| What the task requires |
Go through the entries below and tally each line holding the string "part". Return the number only.

(Beginning of Provided information)

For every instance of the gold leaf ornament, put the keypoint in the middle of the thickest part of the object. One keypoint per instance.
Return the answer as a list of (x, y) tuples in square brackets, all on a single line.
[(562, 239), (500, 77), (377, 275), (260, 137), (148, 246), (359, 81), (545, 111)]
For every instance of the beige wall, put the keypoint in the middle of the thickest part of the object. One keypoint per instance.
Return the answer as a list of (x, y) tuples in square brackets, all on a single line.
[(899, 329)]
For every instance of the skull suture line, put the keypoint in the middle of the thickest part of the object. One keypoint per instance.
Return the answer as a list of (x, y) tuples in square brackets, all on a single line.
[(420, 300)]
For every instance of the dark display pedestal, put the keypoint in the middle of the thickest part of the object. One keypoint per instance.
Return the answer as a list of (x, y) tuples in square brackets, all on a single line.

(End of Provided information)

| Task output |
4